Print every line of the data exactly as shown.
++++ PROVIDED RECORDS
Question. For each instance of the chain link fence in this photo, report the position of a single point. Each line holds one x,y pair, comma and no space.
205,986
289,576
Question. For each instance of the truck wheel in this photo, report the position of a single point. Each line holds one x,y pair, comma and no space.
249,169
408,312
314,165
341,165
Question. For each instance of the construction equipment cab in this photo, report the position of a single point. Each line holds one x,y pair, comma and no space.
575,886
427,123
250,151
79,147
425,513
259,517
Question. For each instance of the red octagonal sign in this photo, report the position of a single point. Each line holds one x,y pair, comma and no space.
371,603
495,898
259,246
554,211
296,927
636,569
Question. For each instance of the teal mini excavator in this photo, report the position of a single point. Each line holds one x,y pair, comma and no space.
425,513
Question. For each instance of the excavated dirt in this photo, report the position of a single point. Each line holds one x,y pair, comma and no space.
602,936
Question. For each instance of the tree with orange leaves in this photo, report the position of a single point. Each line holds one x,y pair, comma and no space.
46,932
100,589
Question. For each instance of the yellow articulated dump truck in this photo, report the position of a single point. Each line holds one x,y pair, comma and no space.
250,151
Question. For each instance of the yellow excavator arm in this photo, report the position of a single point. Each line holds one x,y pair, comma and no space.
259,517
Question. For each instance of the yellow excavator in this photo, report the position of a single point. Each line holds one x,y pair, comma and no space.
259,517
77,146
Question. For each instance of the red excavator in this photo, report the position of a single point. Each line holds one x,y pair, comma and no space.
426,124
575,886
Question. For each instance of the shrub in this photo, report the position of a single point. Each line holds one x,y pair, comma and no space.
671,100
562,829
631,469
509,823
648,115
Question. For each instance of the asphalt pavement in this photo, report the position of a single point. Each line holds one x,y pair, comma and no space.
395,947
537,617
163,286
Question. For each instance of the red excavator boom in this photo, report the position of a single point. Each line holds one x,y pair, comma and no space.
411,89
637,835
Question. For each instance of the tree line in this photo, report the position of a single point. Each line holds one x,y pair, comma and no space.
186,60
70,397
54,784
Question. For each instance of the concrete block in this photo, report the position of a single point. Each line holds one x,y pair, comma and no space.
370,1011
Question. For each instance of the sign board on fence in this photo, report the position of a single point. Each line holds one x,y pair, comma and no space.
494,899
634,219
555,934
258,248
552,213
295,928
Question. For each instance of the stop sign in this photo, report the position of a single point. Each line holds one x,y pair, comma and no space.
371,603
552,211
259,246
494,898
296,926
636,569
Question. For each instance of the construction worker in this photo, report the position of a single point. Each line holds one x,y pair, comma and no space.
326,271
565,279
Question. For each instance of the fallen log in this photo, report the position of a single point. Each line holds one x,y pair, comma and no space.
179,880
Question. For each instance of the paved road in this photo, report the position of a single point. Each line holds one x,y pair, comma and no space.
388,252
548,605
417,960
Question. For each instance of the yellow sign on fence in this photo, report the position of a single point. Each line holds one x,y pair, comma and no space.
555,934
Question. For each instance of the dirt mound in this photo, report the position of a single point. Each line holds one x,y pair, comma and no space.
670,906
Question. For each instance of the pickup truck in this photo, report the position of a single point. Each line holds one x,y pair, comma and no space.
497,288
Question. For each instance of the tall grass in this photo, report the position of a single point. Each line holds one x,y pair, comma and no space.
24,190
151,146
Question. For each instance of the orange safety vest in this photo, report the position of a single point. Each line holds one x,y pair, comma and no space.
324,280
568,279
++++++++
▶ _SOLVED EXERCISE_
Question. For each instance of the chain link fence in this photo, report the position of a single point. Each line holds one x,y pair, comma and no space.
205,986
289,576
Question. For each instance of the truck wheel in this photo, report the position of a single point. Each line holds one x,y pair, comma and no space.
249,169
408,312
314,165
341,165
Question. For each instance of the construction equipment cab in this photo, report the position of a single point. Each line holds one x,y pair, comma and no space.
575,886
427,123
250,151
79,147
425,513
259,517
Question. For each instance of the red octagonal sign in this photo, report the position of a single point. Each line holds one x,y pair, comma and no space.
371,603
495,898
259,246
554,211
296,927
636,569
Question. For each instance of the teal mini excavator in this photo, report the position of a single point. Each line holds one x,y pair, comma and no space.
425,513
Question. For each instance of the excavated dirt in this photo, report the position of a single point. Each line holds one x,y pair, comma and no space.
602,936
Question. For each instance of the tree with orange leaves in this photo, report the position of a single point. Each line holds one x,y pair, comma and no space.
46,932
100,589
Question. For each instance of the yellow articulated dump truck in this photo, report the position of a single point. Each line holds one x,y pair, comma and no space.
250,151
Question. For each instance of the yellow excavator arm in this photo, report the position of a single point. Each line holds one x,y pair, comma and no space.
259,517
Question. For each instance of the yellow excavator in this photo, report the position of a single point. Each line holds one x,y pair, comma and no space.
259,517
77,146
Question. For each instance of the red excavator in this photo, report the position of a single point. Each line holds one x,y pair, comma and no space.
426,124
575,886
Question. For each instance of the shrub in this photo, report the position of a single point. Each line holds one x,y pair, comma and no space.
671,100
562,829
631,469
509,823
648,115
Question. For each instance of the asphalt pavement in this photo, report the position of a single point. Each line holds one x,y pair, comma and no space.
395,947
537,617
163,286
Question. For each instance of the red excavator boom in this photo, report the position of a single point. Each line holds one x,y pair, comma and no space.
411,89
637,835
Question. For each instance of the tree line in this photo, report the position of a single point. Each line holds one x,y pair, comma and no space.
186,60
70,397
54,784
Question. For each instance of the concrete block in this photo, report the position of a single point. Each line holds one x,y pair, comma and no space.
370,1011
Question. For each instance of the sign board on fence in this photo, report the position of a single point. Each line holds one x,y pair, comma and no space.
494,899
634,219
555,934
258,248
552,213
295,928
Question. For each instance of the stop sign in this photo, report the position of a single point. Each line holds one x,y pair, comma and no space.
371,603
552,211
259,246
494,898
296,926
636,569
Question. For each instance of the construction worker in this photo, report the position of a single point. Each line holds one x,y pair, comma and no space.
326,271
565,279
Question. For each instance of the fallen log in this photo, report the position of a single point. Each line holds one x,y pair, comma and no space.
179,880
Question. For each instance of the paved road in this photo, report the position of a single point. Each line holds one x,y pair, comma and no space.
388,252
548,605
417,960
Question. For each instance of the yellow sign on fence in this photo, report the position of a single point. Each line holds one x,y pair, comma and no space.
555,934
Question. For each instance of the dirt mound in this photo, report the position of a single point. Each line holds one x,y pair, comma and no space.
670,906
Question. For each instance of the pickup truck in this photo, report the position of a single point. Each line holds one x,y pair, comma and no space.
497,288
Question. For each instance of the tall grass in this photo, report the position of a single point. Each line holds one x,y pair, comma and no space.
24,190
151,146
Question. For each instance of the orange safety vest in this photo, report the position of a single point. Each line holds one x,y pair, comma and no space.
324,280
568,279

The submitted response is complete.